▶ **COMPITI**
A. Nel testo sulle donne negli Emirati, quale Stato arabo precede gli Emirati nel rapporto sul Global Gender Gap?
B. Ripeti per favore, parola per parola, il tratto del testo sulle donne negli Emirati compreso tra "Nell'ultimo rapporto del" e "entro il 2021.".

======== PAGINA ========

Nell'ultimo rapporto del World Economic Forum sul Global Gender Gap, gli Emirati sono al 120esimo posto, su 144 nazioni, secondi tra gli Stati arabi dopo la Tunisia. Con l'obiettivo, secondo quanto dichiarato ancora dallo Sceicco, di entrare nei primi 25 Paesi entro il 2021.

Aldilà degli annunci da record, anche se le donne emiratine hanno un'altissima scolarizzazione (sono il 70% dei laureati) e iniziano ad occupare ruoli rilevanti nella società (9 i ministri) il cammino, confermano i report delle associazioni internazionali per i diritti umani, è tutto in salita. Solo per citare gli esempi più eclatanti, la Costituzione emiratina non parla in nessuno dei suoi articoli del principio di uguaglianza tra i sessi e tutta la legislazione, codice penale incluso, si fonda ancora sui principi della Sharia.

Al quadro normativo, si aggiunge poi il variegato tessuto sociale di Dubai, dove l'80% della popolazione è straniera e dove si mescolano donne provenienti da tutti i paesi musulmani. Non solo, qui sono proibite le associazioni indipendenti e nella società i rapporti tra uomini e donne rimangono fortemente stereotipati.

Eppure, come per tanti altri aspetti, Dubai è un punto di osservazione privilegiato in questa zona del mondo, anche sul tema dell'emancipazione femminile. Abituarsi a vedere donne coperte dalla testa ai piedi accanto a chi indossa la minigonna – ricordiamo che nel paese non c'è l’obbligo di coprirsi – non è semplice. Ma di sicuro aiuta ad abbandonare i pregiudizi e a capire che dietro i veli neri, le donne stanno conquistando i loro spazi nella società. Fatima Mernissi, tra le apripista del movimento femminista islamico, invitava a sbarazzarsi dei luoghi comuni sulle donne musulmane e a ribaltare il punto di vista: “Grazie Allah - scriveva - di avermi salvata dalla schiavitù della taglia 42”.

======== RIGHE RIPORTATE ========

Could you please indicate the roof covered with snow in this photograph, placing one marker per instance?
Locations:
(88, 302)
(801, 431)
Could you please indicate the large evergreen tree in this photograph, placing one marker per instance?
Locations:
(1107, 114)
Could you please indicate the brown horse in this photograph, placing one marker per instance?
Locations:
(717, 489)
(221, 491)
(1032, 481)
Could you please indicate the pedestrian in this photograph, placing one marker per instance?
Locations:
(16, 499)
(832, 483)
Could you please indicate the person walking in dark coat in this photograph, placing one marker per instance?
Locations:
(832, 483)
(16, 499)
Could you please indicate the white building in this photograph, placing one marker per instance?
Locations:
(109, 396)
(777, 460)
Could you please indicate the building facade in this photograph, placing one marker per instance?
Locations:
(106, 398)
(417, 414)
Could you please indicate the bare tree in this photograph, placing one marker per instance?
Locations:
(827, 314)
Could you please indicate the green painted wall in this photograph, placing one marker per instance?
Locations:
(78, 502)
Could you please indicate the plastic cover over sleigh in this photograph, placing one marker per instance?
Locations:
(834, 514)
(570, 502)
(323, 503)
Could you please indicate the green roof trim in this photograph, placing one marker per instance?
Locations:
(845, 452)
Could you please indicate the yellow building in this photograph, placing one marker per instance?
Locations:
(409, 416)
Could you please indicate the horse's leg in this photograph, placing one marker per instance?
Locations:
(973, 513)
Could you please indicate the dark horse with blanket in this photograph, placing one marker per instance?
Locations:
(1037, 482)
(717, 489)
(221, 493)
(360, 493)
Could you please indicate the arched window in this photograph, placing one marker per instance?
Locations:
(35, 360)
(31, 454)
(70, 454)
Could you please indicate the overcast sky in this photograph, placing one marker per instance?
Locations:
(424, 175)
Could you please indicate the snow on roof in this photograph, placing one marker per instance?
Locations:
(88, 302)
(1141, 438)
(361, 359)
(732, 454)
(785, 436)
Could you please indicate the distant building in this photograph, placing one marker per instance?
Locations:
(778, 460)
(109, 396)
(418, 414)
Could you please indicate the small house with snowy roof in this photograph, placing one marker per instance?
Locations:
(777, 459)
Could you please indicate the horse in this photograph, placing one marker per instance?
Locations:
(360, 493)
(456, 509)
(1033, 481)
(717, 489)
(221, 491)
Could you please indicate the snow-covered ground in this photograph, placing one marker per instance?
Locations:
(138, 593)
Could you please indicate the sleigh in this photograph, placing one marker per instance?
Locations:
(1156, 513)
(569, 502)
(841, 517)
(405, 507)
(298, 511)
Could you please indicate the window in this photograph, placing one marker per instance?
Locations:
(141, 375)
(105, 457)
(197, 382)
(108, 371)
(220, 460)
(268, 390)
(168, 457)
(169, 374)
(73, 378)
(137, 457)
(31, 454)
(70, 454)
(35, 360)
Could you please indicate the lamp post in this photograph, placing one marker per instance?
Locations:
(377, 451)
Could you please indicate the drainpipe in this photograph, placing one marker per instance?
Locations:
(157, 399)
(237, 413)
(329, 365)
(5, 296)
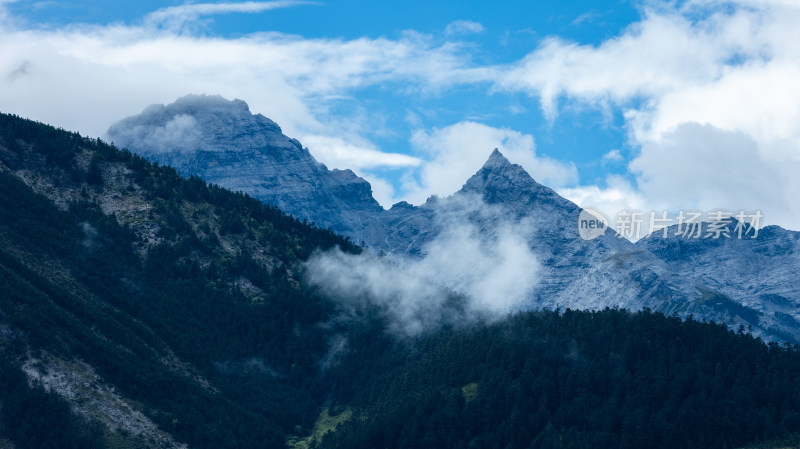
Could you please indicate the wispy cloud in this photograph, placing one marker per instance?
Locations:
(468, 272)
(463, 27)
(174, 17)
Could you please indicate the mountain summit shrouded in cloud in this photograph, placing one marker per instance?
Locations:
(696, 94)
(503, 242)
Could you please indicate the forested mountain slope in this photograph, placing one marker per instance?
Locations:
(141, 309)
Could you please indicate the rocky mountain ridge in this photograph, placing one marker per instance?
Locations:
(609, 271)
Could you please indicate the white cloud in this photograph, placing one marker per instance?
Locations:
(337, 152)
(613, 156)
(456, 152)
(174, 17)
(710, 97)
(495, 271)
(463, 27)
(712, 69)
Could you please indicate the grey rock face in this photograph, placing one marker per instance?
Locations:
(732, 282)
(759, 274)
(223, 143)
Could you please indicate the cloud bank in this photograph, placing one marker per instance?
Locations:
(468, 272)
(700, 83)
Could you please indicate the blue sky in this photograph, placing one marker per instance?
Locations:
(617, 104)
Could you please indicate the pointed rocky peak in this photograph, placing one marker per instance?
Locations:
(498, 173)
(501, 181)
(497, 160)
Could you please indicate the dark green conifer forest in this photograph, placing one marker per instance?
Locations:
(189, 300)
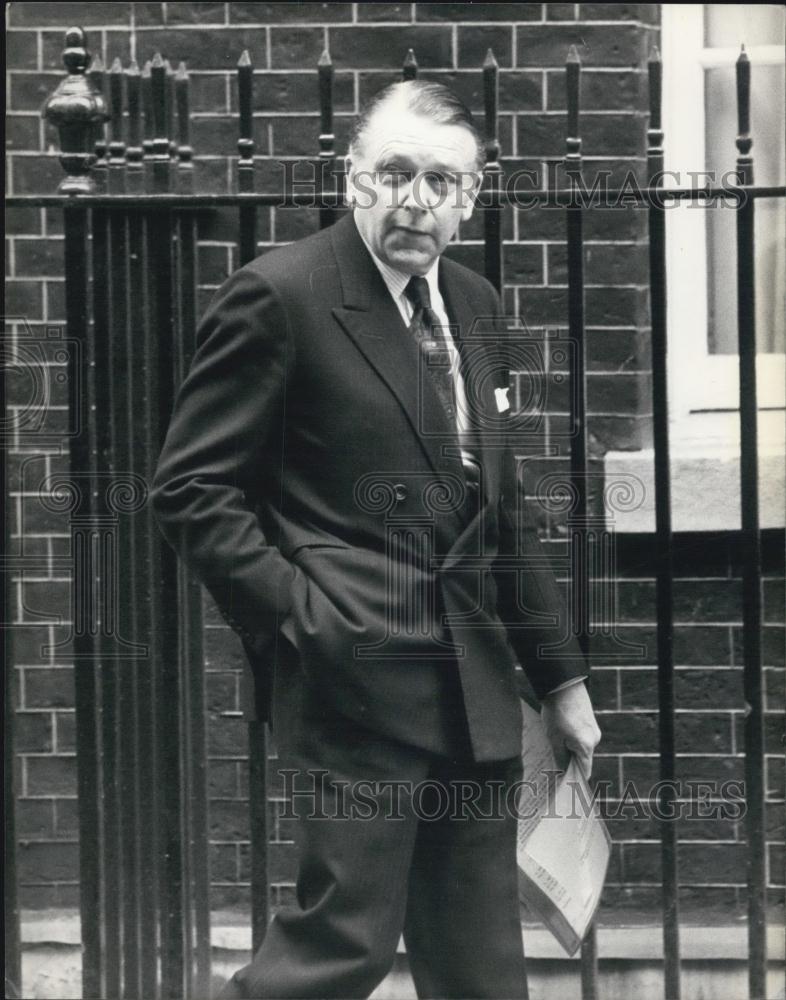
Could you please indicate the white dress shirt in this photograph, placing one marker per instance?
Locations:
(396, 282)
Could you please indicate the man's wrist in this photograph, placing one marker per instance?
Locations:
(561, 687)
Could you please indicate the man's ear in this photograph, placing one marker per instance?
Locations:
(349, 168)
(470, 193)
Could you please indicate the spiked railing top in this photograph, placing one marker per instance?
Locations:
(573, 90)
(655, 71)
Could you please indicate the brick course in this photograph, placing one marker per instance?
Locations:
(367, 44)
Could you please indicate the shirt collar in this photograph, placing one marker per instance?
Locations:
(397, 281)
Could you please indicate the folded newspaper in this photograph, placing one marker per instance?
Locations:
(563, 845)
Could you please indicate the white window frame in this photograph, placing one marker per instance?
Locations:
(700, 383)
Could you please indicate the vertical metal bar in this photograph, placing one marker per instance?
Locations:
(257, 735)
(147, 108)
(117, 148)
(135, 176)
(257, 801)
(124, 409)
(13, 957)
(169, 108)
(247, 214)
(327, 152)
(103, 365)
(145, 446)
(185, 166)
(751, 551)
(168, 693)
(160, 148)
(85, 641)
(97, 77)
(196, 868)
(578, 445)
(575, 253)
(492, 215)
(663, 534)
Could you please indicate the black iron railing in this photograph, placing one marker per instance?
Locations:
(130, 213)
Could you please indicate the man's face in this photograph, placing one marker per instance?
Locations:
(412, 183)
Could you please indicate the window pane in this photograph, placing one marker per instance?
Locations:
(731, 25)
(767, 129)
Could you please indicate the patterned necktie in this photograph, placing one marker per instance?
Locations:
(427, 331)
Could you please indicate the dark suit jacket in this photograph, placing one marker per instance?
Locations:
(314, 484)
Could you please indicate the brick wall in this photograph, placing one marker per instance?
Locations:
(367, 43)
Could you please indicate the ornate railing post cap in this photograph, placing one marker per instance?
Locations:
(75, 99)
(76, 108)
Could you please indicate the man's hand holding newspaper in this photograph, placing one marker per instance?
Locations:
(563, 846)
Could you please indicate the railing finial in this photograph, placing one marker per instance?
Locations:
(76, 109)
(744, 140)
(573, 95)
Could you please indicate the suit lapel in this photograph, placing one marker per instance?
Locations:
(371, 319)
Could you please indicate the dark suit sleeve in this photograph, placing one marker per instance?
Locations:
(529, 600)
(227, 412)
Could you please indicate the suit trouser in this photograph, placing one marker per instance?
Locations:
(391, 839)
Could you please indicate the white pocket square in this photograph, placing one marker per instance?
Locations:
(502, 400)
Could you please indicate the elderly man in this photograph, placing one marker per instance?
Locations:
(335, 474)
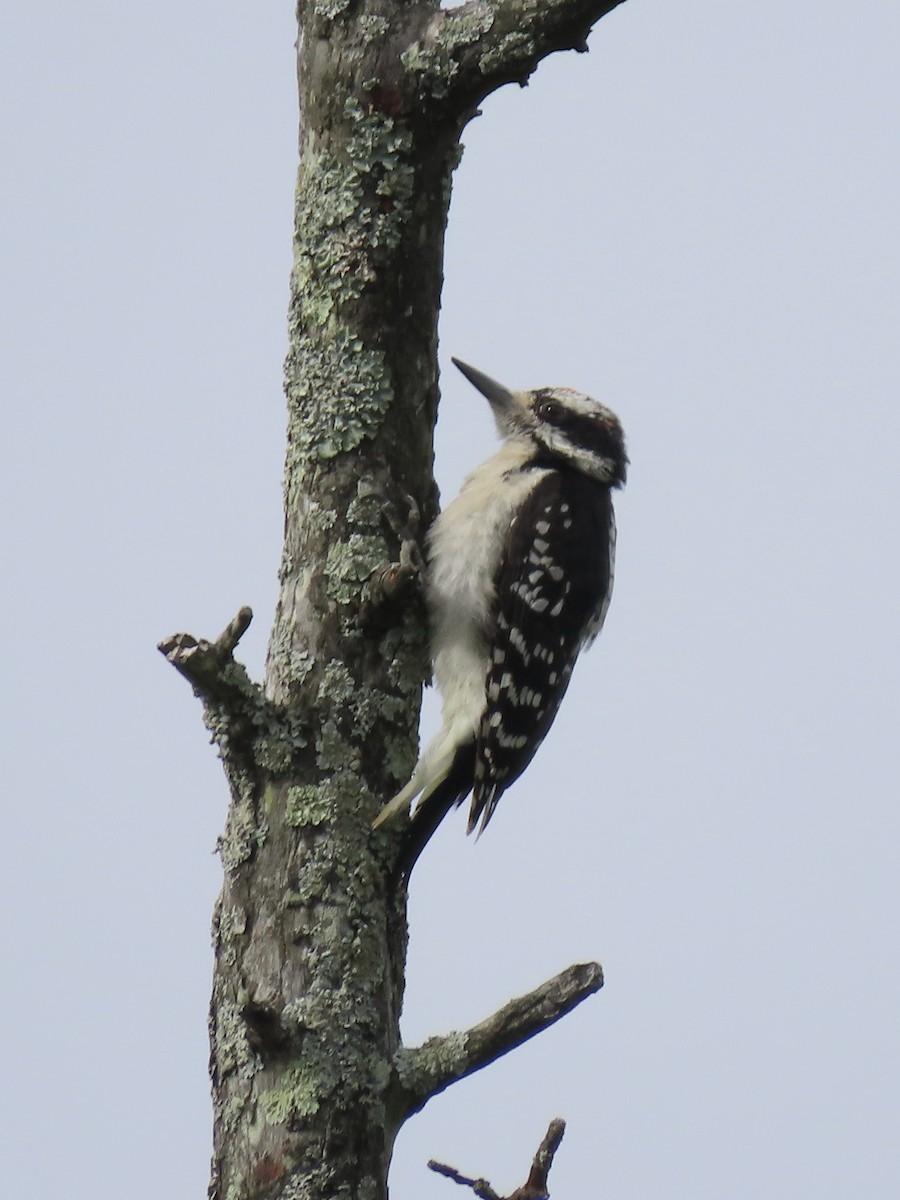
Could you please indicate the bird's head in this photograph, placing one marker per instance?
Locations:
(567, 425)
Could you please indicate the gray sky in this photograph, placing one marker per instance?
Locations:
(697, 222)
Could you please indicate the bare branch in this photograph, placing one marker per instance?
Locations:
(480, 1187)
(535, 1187)
(427, 1069)
(205, 664)
(467, 53)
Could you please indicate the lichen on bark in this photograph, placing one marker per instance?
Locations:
(310, 1080)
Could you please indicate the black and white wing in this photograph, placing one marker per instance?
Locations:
(552, 589)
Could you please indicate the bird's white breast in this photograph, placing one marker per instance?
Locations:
(465, 549)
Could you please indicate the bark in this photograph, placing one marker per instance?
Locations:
(310, 1080)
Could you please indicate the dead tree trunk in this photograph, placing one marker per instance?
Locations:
(310, 1080)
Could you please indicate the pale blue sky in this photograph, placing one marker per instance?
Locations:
(697, 222)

========

▶ **RISPOSTE**
A. La Tunisia.

B.
Nell'ultimo rapporto del World Economic Forum sul Global Gender Gap, gli Emirati sono al 120esimo posto, su 144 nazioni, secondi tra gli Stati arabi dopo la Tunisia. Con l'obiettivo, secondo quanto dichiarato ancora dallo Sceicco, di entrare nei primi 25 Paesi entro il 2021.